§ **Written request A**
Count the lines in the listing below that contain the string "busy", treating uppercase and lowercase as different. Reply with the number only.

§ **Page**

◆ ◆ ◆ ◆ ◆

Eastern Electric, Inc., Plaintiff-appellant, v. the Seeburg Corporation, Defendant-appellee, 427 F.2d 23 (2d Cir. 1970)Annotate this Case
Decided June 2, 1970
William T. Sullivan, Arthur A. March, New York City (Charles Trynin, Willkie, Farr & Gallagher, Sumner S. Kittelle, Charles E. Lewis, New York City, on the brief), for plaintiff-appellant.
William P. Hindman, New York City, Ronald L. Engel, Chicago, Ill. (Townley, Updike, Carter & Rodgers, New York City, Kirkland, Ellis, Hodson, Chaffetz & Masters, Chicago, Ill., on the brief), for defendant-appellee.
Before HAYS, ANDERSON and FEINBERG, Circuit Judges.
FEINBERG, Circuit Judge:
Plaintiff Eastern Electric, Inc. formerly manufactured electrical cigarette vending mchines, holding several patents in the field. By a written Purchase Agreement dated April 8, 1958, Eastern sold its entire cigarette vending machine business, including its patents, to defendant The Seeburg Corporation.1 Seeburg promised, inter alia, to pay royalties on each electrical cigarette vending machine sold that utilized the Eastern patents, referred to in the agreement as the Vending Machine Patents. After paying royalties of more than $50,000 on almost 8,500 machines which utilized those patents, Seeburg commenced manufacture in 1959 of various other types of electrical cigarette vending machines which allegedly did not employ the Eastern patents. Since that time Seeburg has refused to pay further royalties under the Purchase Agreement.

◆ ◆ ◆ ◆ ◆

(Pointing dataset listing)
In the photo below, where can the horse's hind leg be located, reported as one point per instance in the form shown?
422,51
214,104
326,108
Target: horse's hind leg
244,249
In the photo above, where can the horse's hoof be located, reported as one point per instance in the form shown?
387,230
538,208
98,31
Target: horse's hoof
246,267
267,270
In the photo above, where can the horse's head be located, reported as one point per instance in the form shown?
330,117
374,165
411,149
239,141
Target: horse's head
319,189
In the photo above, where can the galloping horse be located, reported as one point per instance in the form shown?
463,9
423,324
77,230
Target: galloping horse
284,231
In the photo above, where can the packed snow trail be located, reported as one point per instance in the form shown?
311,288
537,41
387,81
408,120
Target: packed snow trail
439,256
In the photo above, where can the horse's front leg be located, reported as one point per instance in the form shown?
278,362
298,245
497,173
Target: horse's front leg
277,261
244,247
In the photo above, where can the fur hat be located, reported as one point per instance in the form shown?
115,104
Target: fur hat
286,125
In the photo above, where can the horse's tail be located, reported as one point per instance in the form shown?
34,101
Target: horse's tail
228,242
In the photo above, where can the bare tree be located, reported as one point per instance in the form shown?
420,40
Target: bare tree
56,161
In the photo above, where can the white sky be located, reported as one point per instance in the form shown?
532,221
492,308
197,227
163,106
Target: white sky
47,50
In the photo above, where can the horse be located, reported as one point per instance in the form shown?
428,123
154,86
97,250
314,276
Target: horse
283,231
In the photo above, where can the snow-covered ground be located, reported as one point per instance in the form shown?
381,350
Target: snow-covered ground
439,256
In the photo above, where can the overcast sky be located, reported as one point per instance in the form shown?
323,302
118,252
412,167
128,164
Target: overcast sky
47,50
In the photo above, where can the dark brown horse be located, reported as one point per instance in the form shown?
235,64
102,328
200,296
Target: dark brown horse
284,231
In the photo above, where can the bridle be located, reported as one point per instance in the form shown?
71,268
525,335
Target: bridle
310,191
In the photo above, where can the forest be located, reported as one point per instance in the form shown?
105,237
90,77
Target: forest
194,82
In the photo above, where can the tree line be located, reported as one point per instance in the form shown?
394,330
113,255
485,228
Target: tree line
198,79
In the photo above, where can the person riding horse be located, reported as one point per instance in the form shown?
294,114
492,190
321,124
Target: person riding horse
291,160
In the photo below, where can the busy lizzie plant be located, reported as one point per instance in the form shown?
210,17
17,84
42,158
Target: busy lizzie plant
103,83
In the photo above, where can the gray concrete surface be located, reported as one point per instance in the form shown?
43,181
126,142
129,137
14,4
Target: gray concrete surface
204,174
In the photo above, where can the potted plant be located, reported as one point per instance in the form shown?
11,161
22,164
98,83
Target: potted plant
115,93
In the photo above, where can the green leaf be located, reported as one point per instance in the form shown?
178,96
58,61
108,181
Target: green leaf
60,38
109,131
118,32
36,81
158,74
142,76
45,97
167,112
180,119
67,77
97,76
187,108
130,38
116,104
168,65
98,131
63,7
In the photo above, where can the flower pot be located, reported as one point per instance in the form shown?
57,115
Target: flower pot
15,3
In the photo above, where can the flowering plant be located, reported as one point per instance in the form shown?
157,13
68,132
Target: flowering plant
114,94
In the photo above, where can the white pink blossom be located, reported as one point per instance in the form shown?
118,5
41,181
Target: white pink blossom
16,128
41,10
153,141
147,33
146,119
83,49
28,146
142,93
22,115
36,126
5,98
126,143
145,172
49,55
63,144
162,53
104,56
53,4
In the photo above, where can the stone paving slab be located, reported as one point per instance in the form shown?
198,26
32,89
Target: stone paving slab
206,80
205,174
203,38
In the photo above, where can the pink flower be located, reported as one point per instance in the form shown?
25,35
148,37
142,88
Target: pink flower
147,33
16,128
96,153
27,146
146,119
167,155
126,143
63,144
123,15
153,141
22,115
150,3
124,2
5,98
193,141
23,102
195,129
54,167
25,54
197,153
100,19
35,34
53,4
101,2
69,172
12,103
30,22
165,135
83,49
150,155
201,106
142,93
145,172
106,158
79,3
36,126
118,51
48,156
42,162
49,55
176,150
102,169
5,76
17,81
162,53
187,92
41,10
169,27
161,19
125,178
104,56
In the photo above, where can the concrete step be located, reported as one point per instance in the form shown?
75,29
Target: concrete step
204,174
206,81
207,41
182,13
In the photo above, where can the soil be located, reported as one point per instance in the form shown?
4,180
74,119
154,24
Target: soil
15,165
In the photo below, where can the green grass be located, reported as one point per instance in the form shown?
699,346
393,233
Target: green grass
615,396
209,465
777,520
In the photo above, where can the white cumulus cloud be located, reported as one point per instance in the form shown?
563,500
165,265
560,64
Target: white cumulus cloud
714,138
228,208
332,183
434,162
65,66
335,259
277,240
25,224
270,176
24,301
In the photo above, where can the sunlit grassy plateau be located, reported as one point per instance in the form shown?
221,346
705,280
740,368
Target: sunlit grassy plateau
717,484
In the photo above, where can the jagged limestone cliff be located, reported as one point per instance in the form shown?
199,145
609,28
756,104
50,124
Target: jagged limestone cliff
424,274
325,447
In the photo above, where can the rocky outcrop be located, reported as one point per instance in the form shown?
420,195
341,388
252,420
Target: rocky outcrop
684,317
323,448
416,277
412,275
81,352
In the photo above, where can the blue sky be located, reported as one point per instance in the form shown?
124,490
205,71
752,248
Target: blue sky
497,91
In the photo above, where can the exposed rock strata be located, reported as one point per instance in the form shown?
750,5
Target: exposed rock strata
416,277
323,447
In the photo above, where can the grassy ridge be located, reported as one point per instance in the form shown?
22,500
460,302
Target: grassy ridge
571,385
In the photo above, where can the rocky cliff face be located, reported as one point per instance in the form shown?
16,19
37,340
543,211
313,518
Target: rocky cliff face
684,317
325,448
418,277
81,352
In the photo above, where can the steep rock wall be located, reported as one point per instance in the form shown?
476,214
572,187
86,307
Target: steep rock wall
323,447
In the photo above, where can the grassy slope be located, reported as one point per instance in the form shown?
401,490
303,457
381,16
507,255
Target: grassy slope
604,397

◆ ◆ ◆ ◆ ◆

§ **Written request B**
Name the circuit judges who sat on the panel for the court opinion above.

§ **Exercise result A**
2

§ **Exercise result B**
Hays, Anderson, Feinberg